## [Excerpt]
It wasn't your job and it bothered you, even though you didn't have millions of fans questioning you and writing about you that you needed to be replaced and/or you were a bad draft pick. Every day for the past couple seasons in San Diego Drew Brees had put up with that, and not only that, but the ultimate expression of criticism on his lack of production was the drafting of Philip Rivers.

What did Drew do in response? He looked at his weaknesses and developed his own internal plan to become better, and he withstood the storm. It did not have the same power of Katrina, but make no mistake, Drew Brees was headed to the bench in San Diego and everyone knew it – everyone but Drew Brees! Instead of the bench, he went to the Pro Bowl, and it was Rivers who went to the bench.

After going to the Pro Bowl and having another solid year in 2005, Drew hurt his shoulder in the last game of the season and had to have surgery. Subsequently the Chargers wrote him off and he was released. Where does he sign? As we Packer fans learned this past weekend, he went to the New Orleans Saints.

Now Drew doesn't have the arm of a Brett Favre, but setting aside our dismay that the Packers lost, we can take some heart in the lesson of the New Orleans Saints and in particular Brees, and how they paint a picture of how perseverance and confidence in yourself and hard work can overcome.

Let's take another member of the New Orleans Saints, Deuce McAllister. A perennial all pro, with a new multi-million dollar contract just before the start of 2005 season and then bam, he tears his ACL. He goes from the featured player of the Saints to rehab for the entire season. When he returned to the team it felt like another hurricane had ran through the Saints front office. They hired a new coaching staff, player personnel director, and drafted Reggie Bush. It's not unreasonable to consider how Deuce might have felt. One of my favorite sayings is, "He went from the penthouse to the outhouse."

## [Work to be completed]
Rewrite the passage on Drew Brees from "What did Drew" to "New Orleans Saints.", substituting "All-Star Game" for "Pro Bowl". The data below bears no relation to the passage on Drew Brees.

## [Supplied data]
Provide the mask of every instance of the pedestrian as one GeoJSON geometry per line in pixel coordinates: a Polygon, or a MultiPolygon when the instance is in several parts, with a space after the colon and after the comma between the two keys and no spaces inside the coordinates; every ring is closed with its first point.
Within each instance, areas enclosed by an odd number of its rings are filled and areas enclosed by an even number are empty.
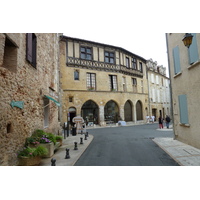
{"type": "Polygon", "coordinates": [[[163,128],[163,118],[161,116],[158,118],[158,123],[159,123],[159,128],[160,129],[163,128]]]}
{"type": "Polygon", "coordinates": [[[169,123],[170,123],[171,119],[168,115],[166,115],[165,121],[166,121],[166,127],[169,128],[169,123]]]}
{"type": "Polygon", "coordinates": [[[147,124],[149,123],[149,115],[146,116],[147,124]]]}
{"type": "Polygon", "coordinates": [[[152,115],[152,116],[151,116],[151,119],[152,119],[152,123],[154,123],[154,121],[155,121],[155,116],[152,115]]]}

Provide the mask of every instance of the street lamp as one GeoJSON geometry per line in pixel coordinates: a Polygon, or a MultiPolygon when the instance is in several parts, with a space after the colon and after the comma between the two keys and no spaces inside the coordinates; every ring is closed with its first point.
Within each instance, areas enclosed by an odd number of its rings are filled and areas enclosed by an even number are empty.
{"type": "Polygon", "coordinates": [[[190,45],[192,44],[192,38],[193,38],[193,35],[190,34],[190,33],[186,33],[186,34],[184,35],[184,38],[182,39],[182,41],[183,41],[184,45],[185,45],[187,48],[189,48],[190,45]]]}

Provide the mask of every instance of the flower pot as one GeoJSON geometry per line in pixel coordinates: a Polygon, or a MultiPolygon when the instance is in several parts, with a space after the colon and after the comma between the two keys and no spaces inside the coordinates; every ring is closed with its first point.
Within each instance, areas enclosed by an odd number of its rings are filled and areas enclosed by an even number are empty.
{"type": "Polygon", "coordinates": [[[41,162],[41,157],[36,156],[36,157],[20,157],[18,158],[18,165],[19,166],[34,166],[34,165],[39,165],[41,162]]]}
{"type": "Polygon", "coordinates": [[[50,158],[51,156],[53,156],[54,154],[54,144],[53,142],[51,143],[40,143],[39,146],[43,146],[45,148],[47,148],[48,153],[45,156],[42,156],[43,158],[50,158]]]}
{"type": "Polygon", "coordinates": [[[60,142],[60,146],[62,146],[62,139],[61,140],[57,140],[57,142],[60,142]]]}

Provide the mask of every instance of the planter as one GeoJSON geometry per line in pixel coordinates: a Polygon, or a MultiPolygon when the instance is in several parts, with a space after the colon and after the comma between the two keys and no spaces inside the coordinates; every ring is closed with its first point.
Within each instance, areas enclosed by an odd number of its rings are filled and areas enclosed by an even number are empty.
{"type": "Polygon", "coordinates": [[[19,161],[19,166],[34,166],[34,165],[39,165],[41,162],[41,157],[36,156],[36,157],[20,157],[18,158],[19,161]]]}
{"type": "Polygon", "coordinates": [[[62,146],[62,140],[57,140],[57,142],[59,142],[60,146],[62,146]]]}
{"type": "Polygon", "coordinates": [[[51,143],[42,143],[42,144],[40,143],[39,146],[43,146],[43,147],[47,148],[47,150],[48,150],[47,155],[42,156],[43,158],[50,158],[51,156],[53,156],[53,154],[54,154],[54,144],[53,144],[53,142],[51,142],[51,143]]]}

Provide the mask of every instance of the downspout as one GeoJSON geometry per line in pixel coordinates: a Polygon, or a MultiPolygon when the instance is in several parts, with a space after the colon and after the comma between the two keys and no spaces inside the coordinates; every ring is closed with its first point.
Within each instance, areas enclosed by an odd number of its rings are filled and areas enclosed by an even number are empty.
{"type": "Polygon", "coordinates": [[[174,133],[174,139],[176,139],[176,135],[175,135],[175,130],[174,130],[174,105],[173,105],[173,99],[172,99],[172,80],[171,80],[171,71],[170,71],[170,59],[169,59],[169,45],[168,45],[168,35],[167,33],[165,33],[166,36],[166,45],[167,45],[167,61],[168,61],[168,69],[169,69],[169,80],[170,80],[170,104],[171,104],[171,108],[170,108],[170,112],[171,112],[171,119],[172,119],[172,123],[173,123],[173,133],[174,133]]]}

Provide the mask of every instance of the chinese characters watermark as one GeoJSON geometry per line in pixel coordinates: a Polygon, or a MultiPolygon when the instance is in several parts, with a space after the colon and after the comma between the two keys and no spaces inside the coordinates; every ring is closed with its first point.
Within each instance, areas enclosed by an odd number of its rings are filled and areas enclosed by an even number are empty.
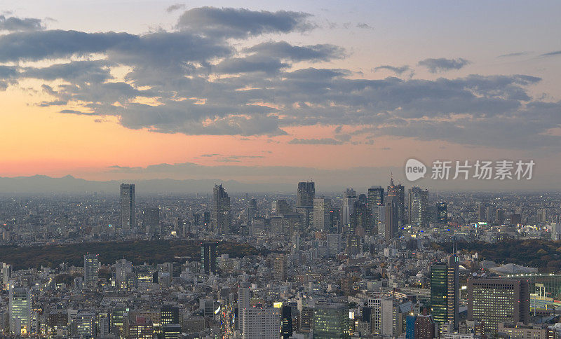
{"type": "MultiPolygon", "coordinates": [[[[431,167],[433,180],[456,180],[474,179],[476,180],[529,180],[532,179],[534,160],[496,161],[476,160],[435,160],[431,167]]],[[[405,164],[405,177],[414,181],[424,177],[427,168],[420,161],[410,159],[405,164]]]]}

## [Response to the task]
What did Drew do in response? He looked at his weaknesses and developed his own internal plan to become better, and he withstood the storm. It did not have the same power of Katrina, but make no mistake, Drew Brees was headed to the bench in San Diego and everyone knew it – everyone but Drew Brees! Instead of the bench, he went to the All-Star Game, and it was Rivers who went to the bench.

After going to the All-Star Game and having another solid year in 2005, Drew hurt his shoulder in the last game of the season and had to have surgery. Subsequently the Chargers wrote him off and he was released. Where does he sign? As we Packer fans learned this past weekend, he went to the New Orleans Saints.